Seçilen bölüm

········

Çankaya sırtlarında
oturan Ankaralılar, şehre Reşit Galip Caddesi'nden geçerek inerler. Pek azı bu
ismin kim olduğunu bilir.
Bu bilinmezlikte belki
Dr. Reşit Galip'in 41 yaşında göçüp gitmesi rol oynamıştır, belki de İnönü’yle
yıldızının hiç barışmaması...
Rodos'ta doğan Reşit
Galip, ortaokulu bitirince kardeşiyle bir sandala binip Marmaris'e gelmiş.
Liseyi İzmir’de
okumuşlar.
Kardeşi Hüseyin Ragıp
(Baydur) diplomatlığı seçip büyükelçilik yapmış.
Reşit Galip ise
İstanbul Tıp’a gidip doktor olmuş.
Öğrenciyken gönüllü
olarak I. Dünya Savaşı’na katılmış.
Kafkas Cephesi dönüşü
öğrenimini tamamlayıp fakültede asistanlığa başlamış.
1923 Mart’ında,
hekimlik yaptığı Mersin'e Mustafa Kemal Paşa geldiğinde Paşa’nın huzurunda
konuşmuş ve gözlerine doğru bakarak şöyle demiş:
'Muhterem Gazi, sen
yalnızca bu milletin bir kahramanı değilsin, sen bunlardan çok daha büyüksün.
Sen bu milletin bir ferdisin. Senin birinci büyüklüğün, bu milletin bir ferdi
olmakla iktifa ve iftihar etmekliğindir.'
Herkesin yüceltme
yarışına girdiği günlerde Gazi'yi ‘milletin bir ferdi' sayan 30 yaşındaki bu
hatip, herkesin dikkatini çekmiş. Tabii en çok da Gazi'nin...
Kemal Paşa ona
milletvekilliği önermiş ve Dr. Reşit Galip, Ocak 1925'te Meclis'e girmiş.
Bir süre İstiklal
Mahkemesi üyeliği yapmış. CHP İdare Heyeti'nde görev almış.
Türk Ocakları’nda,
Halkevleri'nde çalışmış. Yine Atatürk’ün isteğiyle Serbest Fırkaya girmiş.
Ve Atatürk’ün sofrasına
oturmuş. Onu bakanlığa taşıyan süreç de o sofrada başlamış.
Bu sofra sahnesi pek
çok tanığın anılarında vardır:
1931 sonbaharıydı.
O geceki tartışma,
Milli Eğitim Bakanı Esat Mehmet'in bir yakınmasıyla başladı.
Esat Mehmet, Atatürk’ün
Harbiye'den 'tabya Öğretmen’iydi. Kazım Özalp’in 'Atatürk’ten Anılar' kitabında
(T. İş Bankası Y., 1992, s. 48-49) yazdığına göre konu, kız öğrencilerin
kıyafetinden açıldı.
Esat Mehmet, 'kızların
kısa etek, kısa çorap ve kısa kollu gömlek giymelerini uygun görmediğini'
belirtti.
Bir tamim yayınlayıp
daha kapalı giyinmelerini isteyeceğini söyledi.

········

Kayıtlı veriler
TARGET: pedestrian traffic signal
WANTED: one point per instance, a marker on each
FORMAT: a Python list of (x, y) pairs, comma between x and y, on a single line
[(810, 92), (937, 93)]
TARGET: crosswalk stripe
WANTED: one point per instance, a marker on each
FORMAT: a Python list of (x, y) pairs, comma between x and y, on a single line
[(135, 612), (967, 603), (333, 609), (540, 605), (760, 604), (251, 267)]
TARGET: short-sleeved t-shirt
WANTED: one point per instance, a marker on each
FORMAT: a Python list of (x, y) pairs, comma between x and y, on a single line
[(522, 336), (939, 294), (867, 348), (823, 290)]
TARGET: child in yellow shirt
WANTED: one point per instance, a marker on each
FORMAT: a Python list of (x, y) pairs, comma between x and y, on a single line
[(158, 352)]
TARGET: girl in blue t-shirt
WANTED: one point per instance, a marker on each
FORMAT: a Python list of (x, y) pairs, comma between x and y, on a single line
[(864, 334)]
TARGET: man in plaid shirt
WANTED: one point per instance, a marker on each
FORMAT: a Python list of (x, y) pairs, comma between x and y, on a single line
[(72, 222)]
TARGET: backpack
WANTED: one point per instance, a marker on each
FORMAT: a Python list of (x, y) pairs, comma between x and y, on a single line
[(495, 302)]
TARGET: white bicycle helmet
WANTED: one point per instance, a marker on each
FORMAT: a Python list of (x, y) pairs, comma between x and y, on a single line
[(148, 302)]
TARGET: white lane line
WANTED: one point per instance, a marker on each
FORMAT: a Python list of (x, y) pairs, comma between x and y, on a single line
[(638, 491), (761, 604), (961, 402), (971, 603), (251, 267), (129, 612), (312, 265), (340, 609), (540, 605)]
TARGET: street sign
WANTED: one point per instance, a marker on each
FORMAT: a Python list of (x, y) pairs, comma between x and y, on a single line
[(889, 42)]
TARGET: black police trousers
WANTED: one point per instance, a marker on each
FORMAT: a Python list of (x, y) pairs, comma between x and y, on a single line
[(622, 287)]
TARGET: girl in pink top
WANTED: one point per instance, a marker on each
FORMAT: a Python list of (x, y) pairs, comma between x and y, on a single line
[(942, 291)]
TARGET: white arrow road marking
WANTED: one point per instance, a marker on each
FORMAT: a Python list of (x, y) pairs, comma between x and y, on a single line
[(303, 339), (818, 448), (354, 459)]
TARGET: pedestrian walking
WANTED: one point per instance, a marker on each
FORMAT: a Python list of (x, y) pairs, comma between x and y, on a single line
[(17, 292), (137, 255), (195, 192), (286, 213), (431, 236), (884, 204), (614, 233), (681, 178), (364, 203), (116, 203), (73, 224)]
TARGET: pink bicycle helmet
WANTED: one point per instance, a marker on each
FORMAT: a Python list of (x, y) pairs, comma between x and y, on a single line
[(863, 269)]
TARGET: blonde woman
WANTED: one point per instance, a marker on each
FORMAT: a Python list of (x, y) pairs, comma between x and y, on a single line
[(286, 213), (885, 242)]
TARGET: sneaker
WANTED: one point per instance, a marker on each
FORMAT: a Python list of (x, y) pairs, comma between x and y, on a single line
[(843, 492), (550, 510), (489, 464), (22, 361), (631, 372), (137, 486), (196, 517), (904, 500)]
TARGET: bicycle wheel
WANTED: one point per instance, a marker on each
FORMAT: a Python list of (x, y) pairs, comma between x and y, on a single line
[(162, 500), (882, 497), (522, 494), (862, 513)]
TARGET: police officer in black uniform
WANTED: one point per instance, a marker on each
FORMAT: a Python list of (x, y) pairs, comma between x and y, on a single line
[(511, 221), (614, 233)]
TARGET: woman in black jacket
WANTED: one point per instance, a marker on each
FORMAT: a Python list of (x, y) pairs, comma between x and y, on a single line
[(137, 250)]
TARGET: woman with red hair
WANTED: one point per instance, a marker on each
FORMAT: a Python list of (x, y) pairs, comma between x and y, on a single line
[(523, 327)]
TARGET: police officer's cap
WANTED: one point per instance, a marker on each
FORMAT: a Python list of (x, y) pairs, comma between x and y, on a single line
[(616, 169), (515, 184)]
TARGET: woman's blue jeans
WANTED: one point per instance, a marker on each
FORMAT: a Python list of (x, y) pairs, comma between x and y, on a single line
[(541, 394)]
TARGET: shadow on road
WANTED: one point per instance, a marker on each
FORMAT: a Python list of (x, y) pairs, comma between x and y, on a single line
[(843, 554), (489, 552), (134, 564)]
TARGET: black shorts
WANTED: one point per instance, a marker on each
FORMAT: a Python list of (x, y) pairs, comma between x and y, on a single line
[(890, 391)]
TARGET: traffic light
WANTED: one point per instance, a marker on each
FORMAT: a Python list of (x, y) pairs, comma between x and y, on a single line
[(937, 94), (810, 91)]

········

Verilen görev A
Reşit Galip hakkındaki metne göre:
(i) Reşit Galip nerede doğmuştur?
(ii) Reşit Galip Meclis'e hangi tarihte girmiştir?
(iii) 1931 sonbaharındaki tartışma kimin yakınmasıyla başlamıştır?
Verilen görev B
Reşit Galip hakkındaki metni son cümlesinin ardından sürdürün.
Liste, metinden ayrı bir malzemedir.

Yanıt A
(i) Rodos'ta.
(ii) Ocak 1925'te.
(iii) Milli Eğitim Bakanı Esat Mehmet'in.

Yanıt B
Bunun üzerine Reşit
Galip söz aldı:
'Yanlış düşünüyorsunuz
beyefendi' dedi. 'Bu bir geriliktir. Kadınlar eski durumda yaşayamazlar.
inkılaplardan en mühimi, kadınlara verilen haklardır.
Başka türlü,
Batılılaşmakta olduğumuzu iddia edemeyiz.'
Sofra gerildi.
Gazi, vekilini zor
durumda bırakan bu çıkıştan hoşlanmadı.
'Bu konuyu uzatmayalım.
Kısa çorap giyip
giymemek çok önemli değildir, sonra tartışırız'
dedi.
Ama Reşit Galip alttan
almadı.
'Af buyurunuz Paşam!
Bu, inkılap ve zihniyet meselesidir! .
Müsaade buyurursanız
fikrimizi söyleyelim. Hatta daha ileri giderek diyeceğim ki, sizin huzurunuzda
bu sofrada inkılapları zedeleyeceği icraattan bahsedilmesi küstahlıktır, hoş
görülemez.'
Reşit Galip'in tartışma
yaratmasının özel bir nedeni vardı:
Halkevi'nde sanatı
yaygınlaştırmak için tiyatro çalışmaları yapıyor, ancak sahneye çıkacak kadın
oyuncu bulamıyorlardı.
Buna gönüllü kadın
öğretmenler için, Maarif Vekâletinden izin alamamışlardı.
Reşit Galip 'Bu
kokuşmuş kafayla devlet yürümez' diye kestirip attı.
Atatürk’ün kaşları
çatıldı.
'Sözlerinizde
müsamahalı, ölçülü olunuz' diye çıkıştı. Herkes
yaklaşan fırtınayı hissetmişti.
Ama Reşit Galip
bulutların üstüne gitti. 57 yaşındaki Milli Eğitim Bakanı’nı işaret ederek dedi
ki:
'Devrimci devrimcidir.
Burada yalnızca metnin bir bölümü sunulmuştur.